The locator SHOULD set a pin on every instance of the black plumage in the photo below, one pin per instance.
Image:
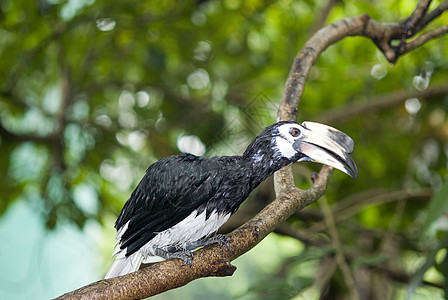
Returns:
(166, 208)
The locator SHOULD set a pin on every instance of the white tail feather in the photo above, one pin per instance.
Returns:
(124, 265)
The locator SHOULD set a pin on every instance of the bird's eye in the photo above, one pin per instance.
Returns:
(294, 131)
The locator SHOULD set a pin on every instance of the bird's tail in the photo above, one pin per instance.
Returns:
(124, 265)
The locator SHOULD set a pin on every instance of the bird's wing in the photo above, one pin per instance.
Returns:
(170, 190)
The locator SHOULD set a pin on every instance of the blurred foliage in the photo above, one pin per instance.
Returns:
(92, 92)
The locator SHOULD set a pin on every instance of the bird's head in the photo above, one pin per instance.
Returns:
(309, 141)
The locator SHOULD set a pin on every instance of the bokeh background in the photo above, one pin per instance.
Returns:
(93, 91)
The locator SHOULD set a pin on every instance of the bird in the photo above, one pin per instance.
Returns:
(182, 200)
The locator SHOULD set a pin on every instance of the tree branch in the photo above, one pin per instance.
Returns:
(210, 261)
(345, 113)
(213, 261)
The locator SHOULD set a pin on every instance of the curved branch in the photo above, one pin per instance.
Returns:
(426, 37)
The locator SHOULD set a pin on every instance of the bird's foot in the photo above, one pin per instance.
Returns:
(221, 239)
(185, 255)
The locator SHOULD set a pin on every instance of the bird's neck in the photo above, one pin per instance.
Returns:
(262, 163)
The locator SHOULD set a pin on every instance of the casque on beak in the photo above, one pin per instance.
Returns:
(326, 145)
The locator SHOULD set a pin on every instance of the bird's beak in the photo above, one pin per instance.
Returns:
(326, 145)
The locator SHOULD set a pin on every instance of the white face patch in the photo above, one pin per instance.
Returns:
(285, 140)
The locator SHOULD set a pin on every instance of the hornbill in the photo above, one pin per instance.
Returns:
(183, 200)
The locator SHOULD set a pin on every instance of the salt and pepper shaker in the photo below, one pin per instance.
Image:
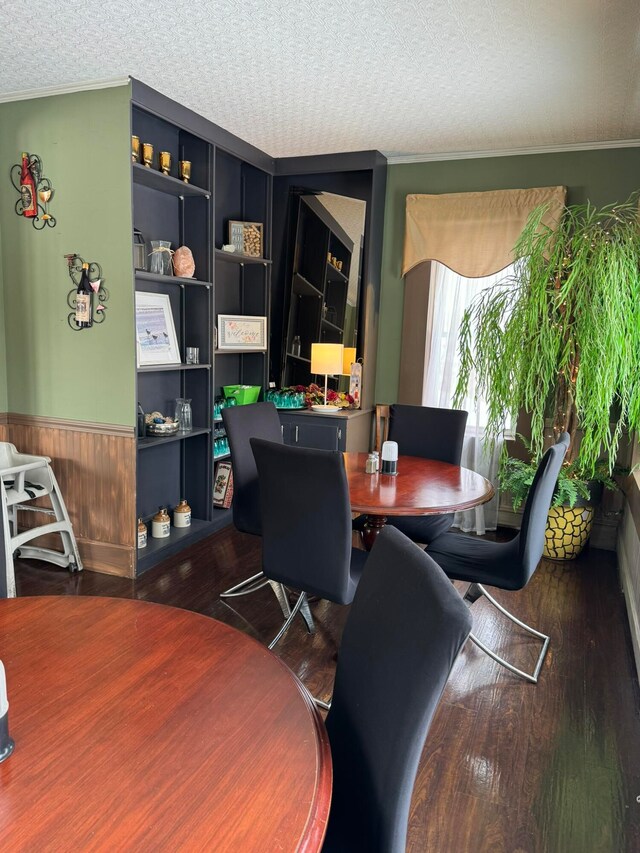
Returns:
(390, 457)
(6, 743)
(182, 515)
(161, 524)
(142, 534)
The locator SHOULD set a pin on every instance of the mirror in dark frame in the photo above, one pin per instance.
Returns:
(325, 286)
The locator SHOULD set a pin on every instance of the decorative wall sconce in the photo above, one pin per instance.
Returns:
(35, 191)
(88, 295)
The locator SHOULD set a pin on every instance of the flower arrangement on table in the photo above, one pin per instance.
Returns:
(314, 396)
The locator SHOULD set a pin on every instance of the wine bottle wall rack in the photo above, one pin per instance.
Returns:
(44, 193)
(96, 281)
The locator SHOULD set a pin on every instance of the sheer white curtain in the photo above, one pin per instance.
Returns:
(451, 294)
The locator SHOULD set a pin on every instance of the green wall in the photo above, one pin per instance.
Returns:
(3, 348)
(601, 177)
(51, 371)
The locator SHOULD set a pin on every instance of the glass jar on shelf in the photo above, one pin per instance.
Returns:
(184, 415)
(160, 257)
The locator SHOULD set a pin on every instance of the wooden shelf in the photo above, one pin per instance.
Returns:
(180, 537)
(153, 440)
(304, 288)
(159, 368)
(237, 351)
(142, 275)
(154, 179)
(335, 275)
(332, 326)
(239, 258)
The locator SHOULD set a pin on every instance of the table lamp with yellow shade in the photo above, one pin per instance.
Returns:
(327, 359)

•••••

» **TASK TO CARRY OUT**
Reproduce all of the records above verbatim, leaving out the pictures.

» **RESULT FOR THIS EXERCISE**
The locator SHOULD set a pin on every instance of the black plumage in the photo below, one pin per instance.
Image:
Returns:
(166, 208)
The locator SHOULD set a pin on every instance of the white tail feather in the photo above, one pin per instance.
Returns:
(124, 265)
The locator SHOULD set a pin on every instance of the bird's eye in the photo above, one pin per instance.
Returns:
(294, 131)
The locator SHOULD set a pin on every instance of the bird's tail in the photo above, one pin per instance.
Returns:
(124, 265)
The locator SHOULD set a pin on every instance of the bird's wing in the photo above, one pin per instance.
Returns:
(170, 190)
The locator SHOULD set a pin on every instance of the blurred foliage in the photo above, one pin per instance.
Returns:
(92, 92)
The locator SHOULD set a pin on every instance of the bird's head in the photo above, one pin per instance.
Returns:
(309, 141)
The locator SHOULD set a pin on every instance of the bokeh background in the photo above, one pin per instance.
Returns:
(93, 91)
The locator SHOULD set a pin on every instance of the bird in the photo above, one pin per instance.
Returns:
(182, 200)
The locator SHOULD set a pin on every instance of the tree branch in the photo above, one pin per instance.
Returns:
(210, 261)
(345, 113)
(213, 261)
The locator SHOULD set a pin on every instance of the curved branch in the photo above, one pin per instance.
Returns:
(426, 37)
The locator SHOULD set a pin on every instance of the bird's foot in the photo above, one pin per instance.
Returns:
(221, 239)
(185, 255)
The locator SHOULD set a pin on every instance of the bird's neck in the photo above, one pin per instance.
Returns:
(262, 163)
The locator SHOULD set a pin on every instance of the casque on beak in the photo above, one pin per instance.
Returns:
(326, 145)
The locator SHOULD set a pin on every instance of the bird's beak in the photo above, one pin per instance.
Returns:
(326, 145)
The locator SHOULD set a pin on every instance of the white face patch in the photo above, one pin per instance.
Returns:
(285, 140)
The locator SHOULD set a pin on every instance of the hornbill in the photo above, one pin per instance.
Returns:
(183, 200)
The locator SHOULD set a pin on every instance of the salt and pepper shaker in the photo below, one pin per instance.
Image:
Returns:
(390, 457)
(6, 743)
(182, 515)
(161, 524)
(142, 534)
The locator SHOULD set a pin on every instance of the mirror in dark frame in the photo above, one pin per instance.
Returns:
(325, 286)
The locator SHOULD set a pin on every instance of the decorative wall sconce in the photo above, one pin per instance.
Returns:
(35, 191)
(88, 295)
The locator SHOULD set a pin on every instance of the flower arrangement on table in the photo above, one pin per instance.
Returns:
(314, 396)
The locator SHOULD set a pin on every instance of the wine bottle wall rack in the photo above, one pin per instance.
Returns:
(44, 193)
(96, 281)
The locator SHOULD set a pin on every instance of the sheer white curtain in the photo above, one pin per instance.
Returns:
(451, 294)
The locator SHOULD set a pin on every instance of the green wall in the photo above, one pin per instance.
Returns:
(3, 348)
(601, 177)
(51, 371)
The locator SHOULD set a pin on every instance of the glass jar on shelf in the photo above, one pin per instance.
Returns:
(184, 415)
(160, 257)
The locator SHOULD set a pin on every instance of the wooden shelf in the photo above, one pin per instance.
Returns:
(180, 537)
(153, 440)
(304, 288)
(159, 368)
(237, 351)
(142, 275)
(154, 179)
(335, 275)
(332, 326)
(239, 258)
The locator SHOULD set a pin on every instance of the table lamp with yellow shade in the photo above, one pin per instance.
Returns:
(327, 359)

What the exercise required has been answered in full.